- [WHAT YOU NEED TO DO]:
Could you recast every line of the records below as a numbered list, leaving out blank lines and pictures?

╭──

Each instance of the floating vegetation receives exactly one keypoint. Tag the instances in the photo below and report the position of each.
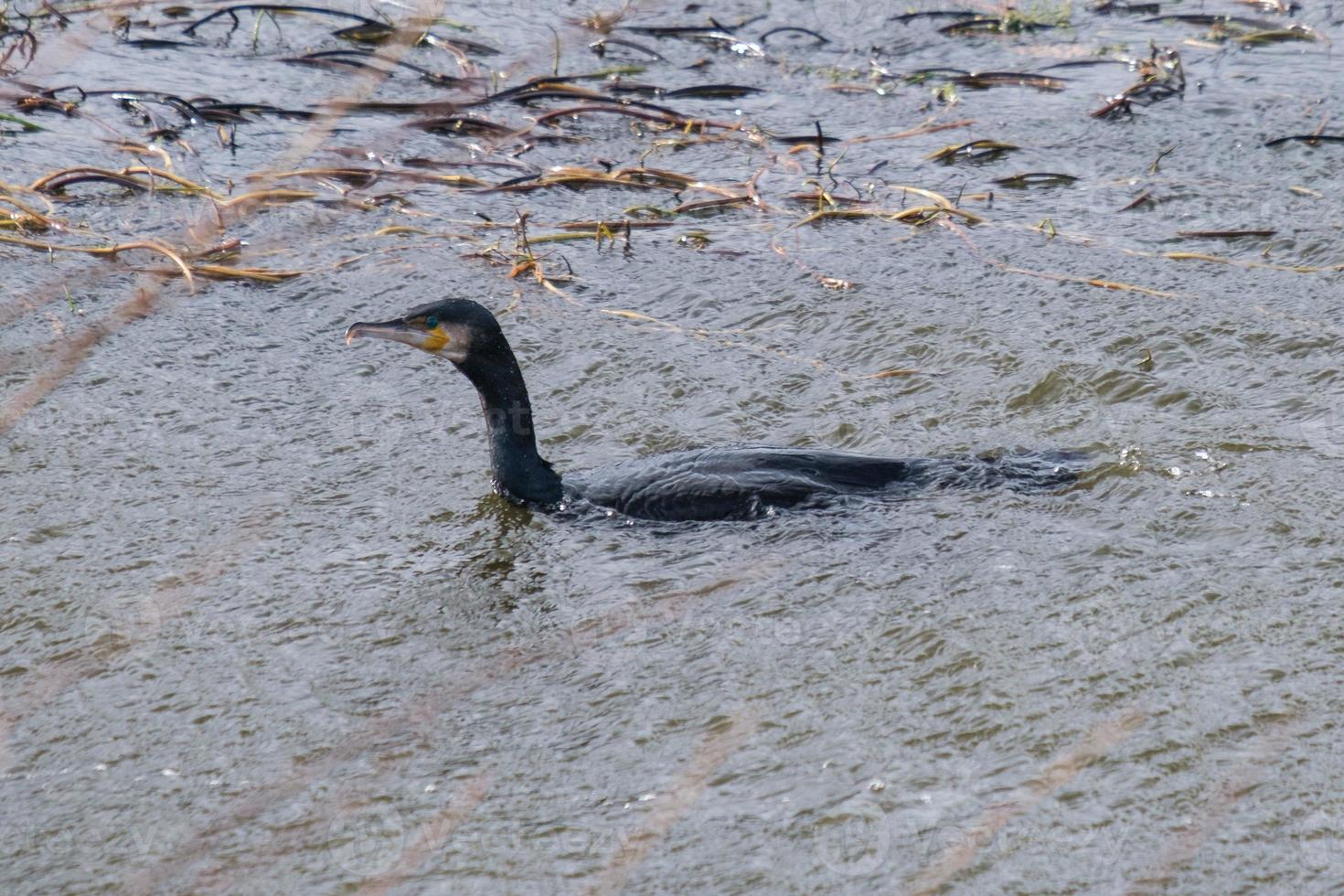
(1160, 77)
(415, 134)
(1310, 140)
(976, 149)
(1035, 179)
(986, 80)
(1243, 30)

╰──

- [TASK OUTPUT]:
1. Each instance of the floating vegetation receives exactly one keypoint. Tag the instances in the photo below and report the position of each.
2. (1160, 77)
3. (415, 134)
4. (1310, 140)
5. (976, 149)
6. (1035, 179)
7. (986, 80)
8. (1243, 30)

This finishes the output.